### Task data
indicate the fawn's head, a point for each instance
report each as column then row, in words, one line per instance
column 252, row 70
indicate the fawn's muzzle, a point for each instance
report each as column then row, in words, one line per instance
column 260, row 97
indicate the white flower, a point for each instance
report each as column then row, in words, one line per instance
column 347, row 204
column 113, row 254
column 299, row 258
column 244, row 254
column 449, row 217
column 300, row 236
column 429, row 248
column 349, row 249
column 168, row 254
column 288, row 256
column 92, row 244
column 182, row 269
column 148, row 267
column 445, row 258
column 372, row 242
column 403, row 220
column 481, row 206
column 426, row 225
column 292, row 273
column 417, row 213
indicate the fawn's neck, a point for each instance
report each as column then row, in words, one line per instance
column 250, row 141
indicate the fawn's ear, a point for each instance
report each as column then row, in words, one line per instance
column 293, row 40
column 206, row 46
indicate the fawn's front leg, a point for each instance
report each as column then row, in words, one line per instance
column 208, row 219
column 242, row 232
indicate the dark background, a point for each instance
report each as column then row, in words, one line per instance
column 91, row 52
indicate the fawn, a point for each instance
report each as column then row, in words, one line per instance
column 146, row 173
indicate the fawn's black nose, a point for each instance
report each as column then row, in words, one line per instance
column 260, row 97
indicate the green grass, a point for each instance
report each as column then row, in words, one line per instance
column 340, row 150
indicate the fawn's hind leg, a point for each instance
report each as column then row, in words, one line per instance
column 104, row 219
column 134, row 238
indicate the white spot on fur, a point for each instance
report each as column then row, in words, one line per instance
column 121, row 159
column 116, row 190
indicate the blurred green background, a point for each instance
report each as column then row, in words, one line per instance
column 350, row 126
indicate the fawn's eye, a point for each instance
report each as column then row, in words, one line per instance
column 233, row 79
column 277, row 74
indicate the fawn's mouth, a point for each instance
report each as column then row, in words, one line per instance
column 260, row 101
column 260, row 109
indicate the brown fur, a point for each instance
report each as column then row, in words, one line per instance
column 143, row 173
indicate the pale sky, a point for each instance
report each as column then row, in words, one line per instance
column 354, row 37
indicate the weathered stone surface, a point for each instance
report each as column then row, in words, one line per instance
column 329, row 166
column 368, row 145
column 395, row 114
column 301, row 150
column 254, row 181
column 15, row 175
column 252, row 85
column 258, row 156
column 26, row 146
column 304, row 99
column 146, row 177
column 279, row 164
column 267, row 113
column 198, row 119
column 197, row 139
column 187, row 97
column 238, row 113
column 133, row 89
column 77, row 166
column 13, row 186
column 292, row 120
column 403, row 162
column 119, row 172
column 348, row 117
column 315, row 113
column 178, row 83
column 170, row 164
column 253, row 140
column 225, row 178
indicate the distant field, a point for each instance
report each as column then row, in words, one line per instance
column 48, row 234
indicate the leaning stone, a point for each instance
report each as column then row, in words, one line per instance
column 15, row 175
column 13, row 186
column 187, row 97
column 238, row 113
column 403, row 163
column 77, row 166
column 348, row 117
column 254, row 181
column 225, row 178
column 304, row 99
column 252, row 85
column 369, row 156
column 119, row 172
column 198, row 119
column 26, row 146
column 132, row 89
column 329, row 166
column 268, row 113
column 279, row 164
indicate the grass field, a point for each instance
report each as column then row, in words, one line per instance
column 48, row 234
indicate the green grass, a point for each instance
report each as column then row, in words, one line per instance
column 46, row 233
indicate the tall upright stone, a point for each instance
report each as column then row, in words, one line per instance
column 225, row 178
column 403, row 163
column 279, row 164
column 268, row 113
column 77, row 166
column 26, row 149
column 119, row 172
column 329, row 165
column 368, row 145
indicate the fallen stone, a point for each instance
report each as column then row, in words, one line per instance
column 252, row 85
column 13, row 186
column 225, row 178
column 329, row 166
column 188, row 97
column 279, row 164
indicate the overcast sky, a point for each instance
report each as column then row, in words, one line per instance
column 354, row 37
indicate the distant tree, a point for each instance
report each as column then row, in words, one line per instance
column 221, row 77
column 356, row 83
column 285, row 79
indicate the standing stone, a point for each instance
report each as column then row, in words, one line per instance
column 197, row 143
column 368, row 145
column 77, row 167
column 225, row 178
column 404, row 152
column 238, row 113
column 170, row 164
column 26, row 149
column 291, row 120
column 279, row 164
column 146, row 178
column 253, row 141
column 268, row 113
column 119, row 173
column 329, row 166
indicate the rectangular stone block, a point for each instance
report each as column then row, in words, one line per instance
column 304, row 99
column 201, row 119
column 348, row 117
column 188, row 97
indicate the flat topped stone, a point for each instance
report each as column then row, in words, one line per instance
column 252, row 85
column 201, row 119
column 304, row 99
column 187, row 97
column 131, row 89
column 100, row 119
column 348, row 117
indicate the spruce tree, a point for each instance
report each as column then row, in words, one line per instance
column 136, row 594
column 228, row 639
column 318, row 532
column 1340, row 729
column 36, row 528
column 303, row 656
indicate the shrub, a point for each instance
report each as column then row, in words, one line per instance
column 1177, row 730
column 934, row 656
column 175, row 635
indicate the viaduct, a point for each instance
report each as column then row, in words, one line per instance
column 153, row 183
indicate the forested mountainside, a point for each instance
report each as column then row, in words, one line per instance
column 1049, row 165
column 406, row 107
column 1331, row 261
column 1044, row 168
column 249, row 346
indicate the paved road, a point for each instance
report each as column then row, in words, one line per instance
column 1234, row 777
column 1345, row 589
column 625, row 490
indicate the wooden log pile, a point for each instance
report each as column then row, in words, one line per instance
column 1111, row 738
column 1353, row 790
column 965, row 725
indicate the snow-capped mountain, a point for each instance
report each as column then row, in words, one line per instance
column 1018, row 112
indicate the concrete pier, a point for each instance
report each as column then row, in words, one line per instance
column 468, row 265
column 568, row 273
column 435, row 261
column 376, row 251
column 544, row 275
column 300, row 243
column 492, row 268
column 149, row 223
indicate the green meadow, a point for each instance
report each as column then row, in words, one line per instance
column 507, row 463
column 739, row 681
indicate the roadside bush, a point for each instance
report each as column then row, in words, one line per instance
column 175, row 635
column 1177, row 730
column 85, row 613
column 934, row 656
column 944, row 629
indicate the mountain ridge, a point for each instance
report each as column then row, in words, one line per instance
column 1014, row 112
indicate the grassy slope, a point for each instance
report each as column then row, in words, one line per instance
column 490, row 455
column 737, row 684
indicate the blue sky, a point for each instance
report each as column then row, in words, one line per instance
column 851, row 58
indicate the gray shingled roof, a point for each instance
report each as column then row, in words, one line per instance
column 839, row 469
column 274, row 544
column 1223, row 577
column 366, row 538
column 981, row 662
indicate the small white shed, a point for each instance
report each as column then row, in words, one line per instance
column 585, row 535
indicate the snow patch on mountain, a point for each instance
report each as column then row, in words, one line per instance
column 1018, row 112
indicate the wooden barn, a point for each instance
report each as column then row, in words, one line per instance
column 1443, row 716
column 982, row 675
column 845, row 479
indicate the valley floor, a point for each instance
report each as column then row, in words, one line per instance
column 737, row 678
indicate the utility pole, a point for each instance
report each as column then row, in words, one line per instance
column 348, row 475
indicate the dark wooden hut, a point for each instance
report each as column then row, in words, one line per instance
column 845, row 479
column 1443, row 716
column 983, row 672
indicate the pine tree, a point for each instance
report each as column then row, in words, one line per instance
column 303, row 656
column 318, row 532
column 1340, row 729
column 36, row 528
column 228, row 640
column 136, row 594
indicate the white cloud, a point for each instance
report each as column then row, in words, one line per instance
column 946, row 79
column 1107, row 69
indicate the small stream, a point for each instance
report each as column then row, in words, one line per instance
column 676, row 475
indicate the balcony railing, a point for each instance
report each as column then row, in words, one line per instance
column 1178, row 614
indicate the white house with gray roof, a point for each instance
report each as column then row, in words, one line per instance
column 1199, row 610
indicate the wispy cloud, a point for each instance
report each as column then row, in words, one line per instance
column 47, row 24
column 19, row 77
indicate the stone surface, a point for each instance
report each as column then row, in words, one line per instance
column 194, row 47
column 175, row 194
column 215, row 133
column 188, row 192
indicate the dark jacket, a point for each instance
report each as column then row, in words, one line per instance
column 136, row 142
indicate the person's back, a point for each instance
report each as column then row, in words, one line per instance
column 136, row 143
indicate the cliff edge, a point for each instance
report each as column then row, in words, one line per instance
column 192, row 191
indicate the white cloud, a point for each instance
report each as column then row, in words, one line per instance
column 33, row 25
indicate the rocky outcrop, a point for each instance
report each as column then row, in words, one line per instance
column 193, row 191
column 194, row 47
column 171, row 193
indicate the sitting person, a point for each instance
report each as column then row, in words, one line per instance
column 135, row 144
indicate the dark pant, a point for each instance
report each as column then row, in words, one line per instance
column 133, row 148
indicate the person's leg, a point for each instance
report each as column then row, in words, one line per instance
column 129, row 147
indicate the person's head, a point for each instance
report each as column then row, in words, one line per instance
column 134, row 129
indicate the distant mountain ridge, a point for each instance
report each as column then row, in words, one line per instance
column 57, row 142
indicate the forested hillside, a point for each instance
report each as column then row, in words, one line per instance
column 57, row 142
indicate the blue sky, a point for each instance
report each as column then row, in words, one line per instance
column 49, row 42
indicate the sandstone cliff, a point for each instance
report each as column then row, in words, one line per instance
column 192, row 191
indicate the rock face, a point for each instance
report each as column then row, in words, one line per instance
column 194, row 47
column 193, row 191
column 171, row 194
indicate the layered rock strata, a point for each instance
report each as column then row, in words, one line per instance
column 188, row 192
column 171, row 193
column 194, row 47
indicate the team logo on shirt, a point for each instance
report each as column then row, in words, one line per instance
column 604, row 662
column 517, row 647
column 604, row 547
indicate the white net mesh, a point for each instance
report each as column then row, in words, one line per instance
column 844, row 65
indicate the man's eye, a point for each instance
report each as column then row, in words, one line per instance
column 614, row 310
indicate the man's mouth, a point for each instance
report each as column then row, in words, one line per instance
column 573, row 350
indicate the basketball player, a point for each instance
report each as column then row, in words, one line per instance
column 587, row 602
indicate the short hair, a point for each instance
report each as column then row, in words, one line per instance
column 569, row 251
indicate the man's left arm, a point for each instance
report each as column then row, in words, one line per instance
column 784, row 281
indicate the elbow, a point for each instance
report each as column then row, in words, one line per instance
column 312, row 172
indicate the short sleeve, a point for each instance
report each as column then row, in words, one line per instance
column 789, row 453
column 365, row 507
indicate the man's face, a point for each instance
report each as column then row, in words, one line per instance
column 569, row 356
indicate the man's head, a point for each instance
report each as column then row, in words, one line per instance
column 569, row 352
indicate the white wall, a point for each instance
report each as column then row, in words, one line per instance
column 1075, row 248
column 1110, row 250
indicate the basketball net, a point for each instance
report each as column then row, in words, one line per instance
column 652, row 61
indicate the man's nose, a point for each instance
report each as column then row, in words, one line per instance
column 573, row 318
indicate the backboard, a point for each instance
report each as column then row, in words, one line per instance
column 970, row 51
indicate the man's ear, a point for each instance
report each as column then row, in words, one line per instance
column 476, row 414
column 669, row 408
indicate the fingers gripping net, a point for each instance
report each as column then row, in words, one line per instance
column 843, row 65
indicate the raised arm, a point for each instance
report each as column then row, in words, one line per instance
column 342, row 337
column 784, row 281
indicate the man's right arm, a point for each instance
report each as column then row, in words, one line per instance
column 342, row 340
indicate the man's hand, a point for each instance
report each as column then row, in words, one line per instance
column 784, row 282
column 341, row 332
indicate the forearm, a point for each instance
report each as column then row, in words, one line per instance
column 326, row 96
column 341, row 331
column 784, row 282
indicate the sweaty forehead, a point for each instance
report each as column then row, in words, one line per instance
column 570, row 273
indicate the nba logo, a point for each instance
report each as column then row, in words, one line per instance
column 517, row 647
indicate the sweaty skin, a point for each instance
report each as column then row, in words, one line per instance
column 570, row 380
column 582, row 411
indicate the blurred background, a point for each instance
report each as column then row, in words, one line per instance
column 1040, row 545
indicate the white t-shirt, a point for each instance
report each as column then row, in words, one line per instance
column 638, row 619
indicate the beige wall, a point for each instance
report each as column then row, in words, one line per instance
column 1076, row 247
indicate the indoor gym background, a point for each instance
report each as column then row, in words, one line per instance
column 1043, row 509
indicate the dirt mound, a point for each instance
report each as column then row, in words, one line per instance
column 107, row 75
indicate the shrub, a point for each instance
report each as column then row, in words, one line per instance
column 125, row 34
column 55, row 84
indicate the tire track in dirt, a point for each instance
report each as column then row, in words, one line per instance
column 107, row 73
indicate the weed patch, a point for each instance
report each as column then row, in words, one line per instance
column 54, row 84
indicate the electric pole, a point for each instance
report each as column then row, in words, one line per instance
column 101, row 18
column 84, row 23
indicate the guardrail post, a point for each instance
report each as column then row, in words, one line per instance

### Given request
Copy the records word for word, from the line with "indicate the fawn's black" up to and including the line with "column 350, row 126".

### Final result
indicate the fawn's black nose, a point for each instance
report each as column then row, in words, one line per instance
column 260, row 97
indicate the green grass, a point for each instance
report each as column then row, in words, one line per instance
column 340, row 150
indicate the fawn's hind leg, a point for each instance
report each as column then row, in words, one line per instance
column 104, row 219
column 134, row 238
indicate the white spot on fur, a point for each instance
report each as column then row, in words, one line per instance
column 121, row 159
column 116, row 190
indicate the blurred green background, a point for each instance
report each as column then row, in words, one line per instance
column 350, row 126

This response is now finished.